> The exercise: Reproduce the entries in full, with no changes.

> Extracted entries:
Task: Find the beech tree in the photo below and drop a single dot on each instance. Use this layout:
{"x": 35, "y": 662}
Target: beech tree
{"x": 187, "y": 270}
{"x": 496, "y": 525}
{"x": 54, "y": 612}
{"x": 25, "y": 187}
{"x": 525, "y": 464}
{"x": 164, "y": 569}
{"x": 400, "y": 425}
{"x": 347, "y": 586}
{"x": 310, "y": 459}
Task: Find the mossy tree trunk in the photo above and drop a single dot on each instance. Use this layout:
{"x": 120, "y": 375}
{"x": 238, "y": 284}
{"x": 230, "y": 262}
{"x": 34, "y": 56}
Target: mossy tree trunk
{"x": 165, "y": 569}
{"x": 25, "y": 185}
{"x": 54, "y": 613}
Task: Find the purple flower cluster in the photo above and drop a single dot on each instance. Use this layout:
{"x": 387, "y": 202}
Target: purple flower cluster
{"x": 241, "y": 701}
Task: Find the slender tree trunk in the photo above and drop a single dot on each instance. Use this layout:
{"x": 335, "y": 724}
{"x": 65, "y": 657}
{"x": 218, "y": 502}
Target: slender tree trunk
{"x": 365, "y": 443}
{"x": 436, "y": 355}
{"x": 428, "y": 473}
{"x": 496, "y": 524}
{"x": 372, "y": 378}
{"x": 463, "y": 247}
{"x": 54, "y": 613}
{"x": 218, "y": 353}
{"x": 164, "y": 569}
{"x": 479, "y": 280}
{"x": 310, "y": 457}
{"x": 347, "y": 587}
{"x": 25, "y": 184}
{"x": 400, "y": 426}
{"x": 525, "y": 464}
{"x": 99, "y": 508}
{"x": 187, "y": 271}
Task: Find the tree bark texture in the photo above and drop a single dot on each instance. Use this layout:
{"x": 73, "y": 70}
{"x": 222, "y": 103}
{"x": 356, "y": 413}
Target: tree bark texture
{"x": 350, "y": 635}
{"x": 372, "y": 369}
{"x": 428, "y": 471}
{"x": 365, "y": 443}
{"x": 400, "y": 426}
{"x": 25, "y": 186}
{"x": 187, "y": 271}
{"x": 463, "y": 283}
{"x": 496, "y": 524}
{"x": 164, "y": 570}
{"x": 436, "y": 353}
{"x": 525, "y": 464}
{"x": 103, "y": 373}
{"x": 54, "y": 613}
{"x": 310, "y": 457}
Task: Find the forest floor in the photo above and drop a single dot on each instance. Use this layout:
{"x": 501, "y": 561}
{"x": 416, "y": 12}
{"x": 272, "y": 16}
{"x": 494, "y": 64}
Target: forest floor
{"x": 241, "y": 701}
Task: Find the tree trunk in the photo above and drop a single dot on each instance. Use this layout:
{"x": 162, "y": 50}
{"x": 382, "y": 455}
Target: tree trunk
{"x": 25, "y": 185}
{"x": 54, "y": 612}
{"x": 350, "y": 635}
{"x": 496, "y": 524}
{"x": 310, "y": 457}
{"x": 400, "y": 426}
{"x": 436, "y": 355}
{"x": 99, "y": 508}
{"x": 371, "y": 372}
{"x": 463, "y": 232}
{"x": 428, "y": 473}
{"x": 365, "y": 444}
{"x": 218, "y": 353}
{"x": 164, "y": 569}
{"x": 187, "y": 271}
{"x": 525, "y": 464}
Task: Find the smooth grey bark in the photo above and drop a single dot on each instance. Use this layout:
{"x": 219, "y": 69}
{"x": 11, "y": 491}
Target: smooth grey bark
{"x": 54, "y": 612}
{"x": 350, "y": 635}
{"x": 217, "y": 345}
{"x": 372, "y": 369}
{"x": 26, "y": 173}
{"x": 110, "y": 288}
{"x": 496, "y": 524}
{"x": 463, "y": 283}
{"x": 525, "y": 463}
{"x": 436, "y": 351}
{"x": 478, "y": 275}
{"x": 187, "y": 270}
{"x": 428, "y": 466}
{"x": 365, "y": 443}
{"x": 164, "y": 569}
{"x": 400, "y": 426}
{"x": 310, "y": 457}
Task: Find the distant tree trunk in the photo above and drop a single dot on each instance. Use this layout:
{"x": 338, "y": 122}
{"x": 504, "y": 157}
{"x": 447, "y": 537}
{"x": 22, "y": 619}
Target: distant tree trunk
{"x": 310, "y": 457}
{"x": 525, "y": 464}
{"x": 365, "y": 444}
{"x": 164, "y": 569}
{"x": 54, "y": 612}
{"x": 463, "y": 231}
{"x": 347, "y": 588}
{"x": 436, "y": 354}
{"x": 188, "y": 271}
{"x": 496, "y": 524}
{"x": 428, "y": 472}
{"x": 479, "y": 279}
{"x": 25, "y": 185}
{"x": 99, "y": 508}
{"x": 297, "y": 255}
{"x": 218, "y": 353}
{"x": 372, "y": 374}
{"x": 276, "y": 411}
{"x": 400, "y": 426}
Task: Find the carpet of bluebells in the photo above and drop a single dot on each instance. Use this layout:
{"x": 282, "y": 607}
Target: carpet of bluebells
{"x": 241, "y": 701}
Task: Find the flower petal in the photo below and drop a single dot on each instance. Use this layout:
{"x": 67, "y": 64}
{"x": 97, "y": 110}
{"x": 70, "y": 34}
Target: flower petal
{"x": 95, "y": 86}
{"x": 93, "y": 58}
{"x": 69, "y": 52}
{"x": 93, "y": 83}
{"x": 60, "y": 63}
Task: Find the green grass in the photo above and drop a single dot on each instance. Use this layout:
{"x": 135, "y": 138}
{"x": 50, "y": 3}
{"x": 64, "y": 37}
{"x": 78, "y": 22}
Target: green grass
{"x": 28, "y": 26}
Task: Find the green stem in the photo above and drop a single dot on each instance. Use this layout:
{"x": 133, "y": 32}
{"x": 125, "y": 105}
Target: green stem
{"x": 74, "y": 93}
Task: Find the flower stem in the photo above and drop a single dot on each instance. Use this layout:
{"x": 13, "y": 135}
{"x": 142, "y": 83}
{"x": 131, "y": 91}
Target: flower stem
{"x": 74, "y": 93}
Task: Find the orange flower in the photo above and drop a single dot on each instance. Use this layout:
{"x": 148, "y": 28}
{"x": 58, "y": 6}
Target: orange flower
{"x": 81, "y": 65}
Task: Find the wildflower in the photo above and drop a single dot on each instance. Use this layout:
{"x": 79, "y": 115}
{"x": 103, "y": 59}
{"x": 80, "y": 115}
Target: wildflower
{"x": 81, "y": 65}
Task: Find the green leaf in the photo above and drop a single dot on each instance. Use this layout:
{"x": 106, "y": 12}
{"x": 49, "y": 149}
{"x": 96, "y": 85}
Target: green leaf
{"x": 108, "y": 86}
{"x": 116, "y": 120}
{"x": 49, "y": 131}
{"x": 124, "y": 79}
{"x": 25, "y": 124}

> Solution to this problem:
Task: Find the beech tree in the photo below and drop a single dot on each instance. Use this layout:
{"x": 35, "y": 662}
Target: beech tree
{"x": 187, "y": 270}
{"x": 496, "y": 525}
{"x": 54, "y": 612}
{"x": 25, "y": 187}
{"x": 525, "y": 464}
{"x": 164, "y": 569}
{"x": 400, "y": 425}
{"x": 347, "y": 586}
{"x": 310, "y": 459}
Task: Find the mossy tree trunk in the photo above and drop a single dot on each instance. Use this layout:
{"x": 120, "y": 375}
{"x": 238, "y": 284}
{"x": 230, "y": 262}
{"x": 34, "y": 56}
Target: mossy tree trunk
{"x": 165, "y": 569}
{"x": 25, "y": 185}
{"x": 54, "y": 613}
Task: Find the purple flower cluster in the photo above and drop a single dot on each instance. Use this layout:
{"x": 387, "y": 202}
Target: purple flower cluster
{"x": 241, "y": 701}
Task: Find the slender tree trunk in the photo above and drop a single dot on each instance. Use this layout:
{"x": 335, "y": 724}
{"x": 65, "y": 657}
{"x": 218, "y": 502}
Target: slender tree trunk
{"x": 365, "y": 443}
{"x": 436, "y": 355}
{"x": 428, "y": 473}
{"x": 496, "y": 524}
{"x": 372, "y": 378}
{"x": 463, "y": 247}
{"x": 54, "y": 613}
{"x": 218, "y": 353}
{"x": 164, "y": 569}
{"x": 479, "y": 280}
{"x": 310, "y": 457}
{"x": 347, "y": 587}
{"x": 25, "y": 184}
{"x": 400, "y": 426}
{"x": 525, "y": 464}
{"x": 99, "y": 508}
{"x": 187, "y": 271}
Task: Find the tree bark texture in the photo above and drop a single dot on each instance. Use this layout:
{"x": 73, "y": 70}
{"x": 222, "y": 103}
{"x": 356, "y": 413}
Target: tree bark texture
{"x": 350, "y": 635}
{"x": 372, "y": 369}
{"x": 428, "y": 471}
{"x": 365, "y": 443}
{"x": 400, "y": 426}
{"x": 25, "y": 186}
{"x": 187, "y": 271}
{"x": 463, "y": 283}
{"x": 496, "y": 524}
{"x": 164, "y": 570}
{"x": 436, "y": 353}
{"x": 525, "y": 464}
{"x": 103, "y": 373}
{"x": 54, "y": 613}
{"x": 310, "y": 457}
Task: Find the forest floor in the photo above and drop a single dot on each instance. Use this layout:
{"x": 501, "y": 561}
{"x": 416, "y": 12}
{"x": 272, "y": 16}
{"x": 494, "y": 64}
Target: forest floor
{"x": 241, "y": 701}
Task: Find the tree trunk in the photo above and drop a single dot on each instance. Use this layout:
{"x": 162, "y": 50}
{"x": 382, "y": 455}
Target: tree trunk
{"x": 25, "y": 185}
{"x": 54, "y": 612}
{"x": 350, "y": 635}
{"x": 496, "y": 524}
{"x": 310, "y": 457}
{"x": 400, "y": 426}
{"x": 436, "y": 355}
{"x": 99, "y": 508}
{"x": 371, "y": 372}
{"x": 463, "y": 232}
{"x": 428, "y": 473}
{"x": 365, "y": 444}
{"x": 218, "y": 353}
{"x": 164, "y": 569}
{"x": 187, "y": 271}
{"x": 525, "y": 464}
Task: Find the smooth grey bark in the photo above and drop a single dot on each instance. Use this layout:
{"x": 219, "y": 69}
{"x": 11, "y": 491}
Target: smooth grey bark
{"x": 54, "y": 612}
{"x": 350, "y": 635}
{"x": 217, "y": 345}
{"x": 372, "y": 369}
{"x": 26, "y": 173}
{"x": 110, "y": 288}
{"x": 496, "y": 524}
{"x": 463, "y": 283}
{"x": 525, "y": 463}
{"x": 436, "y": 351}
{"x": 478, "y": 275}
{"x": 187, "y": 270}
{"x": 428, "y": 466}
{"x": 365, "y": 443}
{"x": 164, "y": 569}
{"x": 400, "y": 426}
{"x": 310, "y": 457}
Task: Find the distant tree trunk in the photo above and drop a single dot on each instance. Use this layout:
{"x": 338, "y": 122}
{"x": 504, "y": 157}
{"x": 447, "y": 537}
{"x": 22, "y": 619}
Target: distant tree trunk
{"x": 310, "y": 457}
{"x": 525, "y": 464}
{"x": 365, "y": 444}
{"x": 164, "y": 569}
{"x": 54, "y": 612}
{"x": 463, "y": 231}
{"x": 347, "y": 588}
{"x": 436, "y": 354}
{"x": 188, "y": 271}
{"x": 496, "y": 524}
{"x": 428, "y": 472}
{"x": 479, "y": 279}
{"x": 25, "y": 185}
{"x": 99, "y": 508}
{"x": 297, "y": 255}
{"x": 218, "y": 353}
{"x": 372, "y": 374}
{"x": 276, "y": 411}
{"x": 400, "y": 426}
Task: Find the carpet of bluebells in the photo above and drop a single dot on each instance. Use this layout:
{"x": 282, "y": 607}
Target: carpet of bluebells
{"x": 241, "y": 701}
Task: Find the flower petal in the photo below and drop a single dot on each instance. Use this layout:
{"x": 67, "y": 64}
{"x": 97, "y": 110}
{"x": 70, "y": 34}
Target: flower petal
{"x": 95, "y": 86}
{"x": 93, "y": 58}
{"x": 69, "y": 52}
{"x": 93, "y": 83}
{"x": 60, "y": 63}
Task: Find the green grass in the photo above and drop a single dot on each instance. Use this layout:
{"x": 135, "y": 138}
{"x": 50, "y": 3}
{"x": 64, "y": 37}
{"x": 78, "y": 22}
Target: green grass
{"x": 28, "y": 26}
Task: Find the green stem in the photo above and drop a single dot on each instance. Use this layout:
{"x": 133, "y": 32}
{"x": 125, "y": 105}
Target: green stem
{"x": 74, "y": 93}
Task: Find the flower stem in the photo above and drop a single dot on each instance. Use this layout:
{"x": 13, "y": 135}
{"x": 142, "y": 83}
{"x": 131, "y": 91}
Target: flower stem
{"x": 74, "y": 93}
Task: Find the orange flower in the photo above and drop a single dot on each instance. Use this layout:
{"x": 148, "y": 28}
{"x": 58, "y": 6}
Target: orange flower
{"x": 81, "y": 65}
Task: Find the wildflower in the photo above and drop a single dot on each instance. Use this layout:
{"x": 79, "y": 115}
{"x": 103, "y": 59}
{"x": 80, "y": 115}
Target: wildflower
{"x": 81, "y": 65}
Task: Find the green leaf in the photo above and drop a single dot on each instance. Use this layout:
{"x": 106, "y": 12}
{"x": 49, "y": 149}
{"x": 96, "y": 85}
Target: green leaf
{"x": 108, "y": 86}
{"x": 116, "y": 120}
{"x": 49, "y": 131}
{"x": 124, "y": 79}
{"x": 25, "y": 124}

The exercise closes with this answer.